**TASK STATEMENT:** Return every line of the material below that contains the string "rows", matching case exactly.
=====
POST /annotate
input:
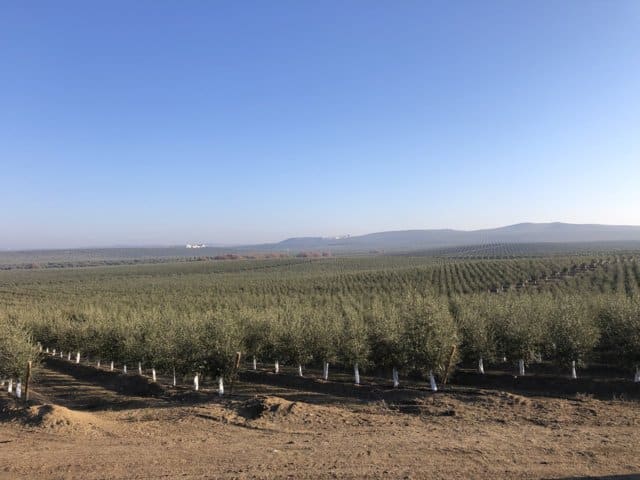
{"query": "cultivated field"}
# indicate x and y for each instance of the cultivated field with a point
(432, 366)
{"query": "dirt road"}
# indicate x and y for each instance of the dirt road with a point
(82, 429)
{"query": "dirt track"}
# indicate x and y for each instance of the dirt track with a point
(88, 431)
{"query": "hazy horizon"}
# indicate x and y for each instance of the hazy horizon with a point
(289, 237)
(154, 123)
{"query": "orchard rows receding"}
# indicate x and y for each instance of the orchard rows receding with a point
(401, 314)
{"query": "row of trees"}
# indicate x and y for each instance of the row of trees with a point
(17, 348)
(412, 333)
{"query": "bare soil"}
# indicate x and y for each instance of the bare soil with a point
(80, 426)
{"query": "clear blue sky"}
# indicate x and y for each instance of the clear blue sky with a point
(162, 122)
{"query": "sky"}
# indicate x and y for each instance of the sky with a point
(164, 122)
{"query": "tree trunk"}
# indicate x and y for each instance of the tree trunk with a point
(432, 382)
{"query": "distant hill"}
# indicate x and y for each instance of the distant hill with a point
(422, 239)
(529, 237)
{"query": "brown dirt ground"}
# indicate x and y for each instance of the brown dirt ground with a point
(78, 429)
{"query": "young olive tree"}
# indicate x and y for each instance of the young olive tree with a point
(220, 340)
(430, 336)
(353, 344)
(385, 338)
(17, 348)
(294, 339)
(520, 330)
(572, 333)
(619, 319)
(476, 321)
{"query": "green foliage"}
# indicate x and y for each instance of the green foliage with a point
(429, 334)
(572, 331)
(387, 311)
(16, 349)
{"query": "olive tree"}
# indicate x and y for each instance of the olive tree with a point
(430, 336)
(572, 332)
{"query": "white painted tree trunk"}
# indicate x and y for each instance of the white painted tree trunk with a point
(432, 382)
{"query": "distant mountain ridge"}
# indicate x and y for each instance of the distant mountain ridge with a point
(555, 232)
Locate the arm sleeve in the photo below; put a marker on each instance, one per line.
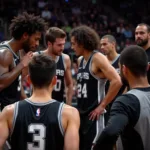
(125, 110)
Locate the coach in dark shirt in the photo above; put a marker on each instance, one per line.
(129, 116)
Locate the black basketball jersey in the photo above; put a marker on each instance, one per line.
(12, 93)
(148, 54)
(90, 89)
(116, 66)
(37, 126)
(58, 92)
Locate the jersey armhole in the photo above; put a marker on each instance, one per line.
(14, 117)
(60, 118)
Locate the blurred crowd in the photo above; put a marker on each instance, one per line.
(105, 17)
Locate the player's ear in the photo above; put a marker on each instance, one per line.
(25, 36)
(29, 79)
(54, 80)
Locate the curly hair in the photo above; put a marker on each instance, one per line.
(54, 32)
(26, 23)
(86, 37)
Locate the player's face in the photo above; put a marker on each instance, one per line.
(105, 46)
(31, 42)
(76, 47)
(141, 35)
(58, 46)
(122, 75)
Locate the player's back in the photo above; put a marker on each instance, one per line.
(58, 92)
(37, 126)
(12, 93)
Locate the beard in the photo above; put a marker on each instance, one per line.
(123, 79)
(26, 46)
(56, 53)
(142, 42)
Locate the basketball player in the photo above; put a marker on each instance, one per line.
(108, 47)
(94, 69)
(26, 32)
(55, 40)
(130, 112)
(142, 38)
(40, 122)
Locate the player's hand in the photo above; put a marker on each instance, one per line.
(96, 113)
(26, 59)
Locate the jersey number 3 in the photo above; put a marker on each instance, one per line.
(38, 138)
(82, 90)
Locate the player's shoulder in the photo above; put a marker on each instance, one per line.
(70, 111)
(65, 56)
(9, 110)
(79, 59)
(98, 55)
(38, 52)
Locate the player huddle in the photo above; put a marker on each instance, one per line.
(105, 118)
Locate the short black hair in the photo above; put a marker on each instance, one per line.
(86, 37)
(144, 24)
(42, 69)
(135, 58)
(110, 38)
(53, 33)
(26, 23)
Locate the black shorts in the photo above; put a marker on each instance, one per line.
(90, 131)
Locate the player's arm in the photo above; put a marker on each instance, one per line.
(68, 80)
(104, 69)
(6, 76)
(110, 73)
(23, 95)
(4, 127)
(71, 116)
(125, 110)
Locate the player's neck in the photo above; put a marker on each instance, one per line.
(87, 55)
(41, 95)
(138, 82)
(112, 56)
(15, 45)
(146, 46)
(49, 53)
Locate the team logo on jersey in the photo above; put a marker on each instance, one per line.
(38, 111)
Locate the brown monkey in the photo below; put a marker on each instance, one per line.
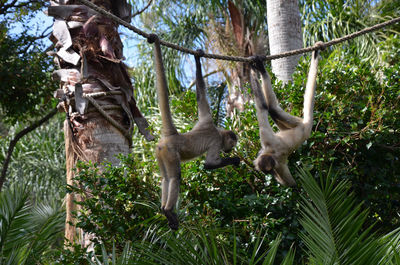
(293, 131)
(175, 147)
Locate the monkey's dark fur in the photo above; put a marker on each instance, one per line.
(174, 147)
(293, 131)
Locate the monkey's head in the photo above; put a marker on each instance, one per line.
(268, 164)
(229, 140)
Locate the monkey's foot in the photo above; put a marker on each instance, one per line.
(172, 218)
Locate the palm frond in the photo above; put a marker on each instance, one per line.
(333, 224)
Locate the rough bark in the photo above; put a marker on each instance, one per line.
(95, 88)
(284, 34)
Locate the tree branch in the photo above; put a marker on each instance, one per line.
(14, 141)
(144, 8)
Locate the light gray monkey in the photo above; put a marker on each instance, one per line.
(174, 147)
(293, 131)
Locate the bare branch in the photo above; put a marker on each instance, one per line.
(141, 11)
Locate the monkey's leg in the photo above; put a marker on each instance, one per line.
(164, 184)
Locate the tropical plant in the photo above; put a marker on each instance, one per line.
(334, 233)
(38, 160)
(327, 20)
(28, 233)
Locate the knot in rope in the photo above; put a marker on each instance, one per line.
(199, 53)
(152, 38)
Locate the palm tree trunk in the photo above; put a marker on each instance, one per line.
(95, 88)
(284, 34)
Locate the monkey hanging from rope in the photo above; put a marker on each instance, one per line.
(174, 147)
(293, 131)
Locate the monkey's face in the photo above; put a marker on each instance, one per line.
(229, 140)
(266, 163)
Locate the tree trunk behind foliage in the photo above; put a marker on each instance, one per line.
(284, 34)
(88, 56)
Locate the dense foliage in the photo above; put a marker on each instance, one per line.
(25, 70)
(230, 215)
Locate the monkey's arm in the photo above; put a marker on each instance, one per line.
(168, 127)
(267, 135)
(202, 103)
(283, 120)
(224, 162)
(309, 94)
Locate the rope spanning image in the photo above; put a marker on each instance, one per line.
(239, 58)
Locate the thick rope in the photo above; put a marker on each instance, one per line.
(239, 58)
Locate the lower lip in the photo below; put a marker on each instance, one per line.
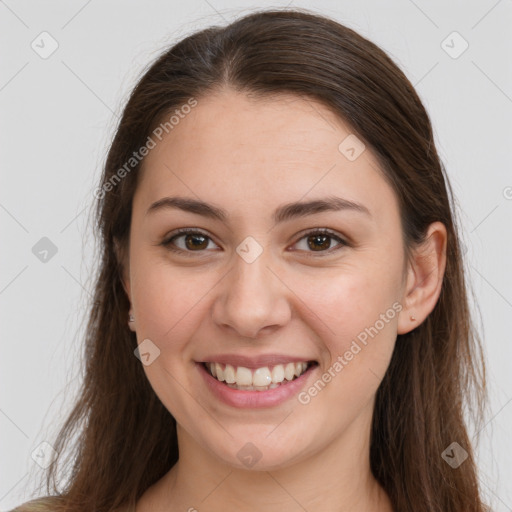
=====
**RESULT:**
{"query": "orchard rows receding"}
# indicate x and y for each instance of the orchard rows receding with a point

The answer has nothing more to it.